Assignment:
Reproduce verbatim, line by line, everything from the line containing "Would you be willing to put a dot on the eyeglasses" to the last line of the listing below; add nothing.
------
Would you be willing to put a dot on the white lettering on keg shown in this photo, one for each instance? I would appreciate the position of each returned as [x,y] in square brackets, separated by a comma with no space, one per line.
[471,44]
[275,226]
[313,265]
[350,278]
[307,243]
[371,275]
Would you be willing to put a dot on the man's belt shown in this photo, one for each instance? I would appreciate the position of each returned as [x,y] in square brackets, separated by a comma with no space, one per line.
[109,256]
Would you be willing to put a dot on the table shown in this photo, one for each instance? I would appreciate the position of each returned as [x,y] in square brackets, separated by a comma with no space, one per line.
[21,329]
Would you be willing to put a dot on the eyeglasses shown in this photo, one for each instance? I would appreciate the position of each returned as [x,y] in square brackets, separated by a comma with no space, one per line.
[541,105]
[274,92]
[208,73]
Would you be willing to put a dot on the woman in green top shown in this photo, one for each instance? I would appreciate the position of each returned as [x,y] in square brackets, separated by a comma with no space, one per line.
------
Task result:
Would you be willing to put a dot on the eyeglasses shown in this photo, one for each instance? I would appreciate the position of each returned as [x,y] in square brackets, separated by a comma with no space, one per line.
[541,105]
[274,92]
[208,73]
Would you be willing to put a dot on the woman in green top shown in this photo, one for each instance? I would appreciate the position of each returned as [x,y] in square brackets, separated by a comma with no space, one per line.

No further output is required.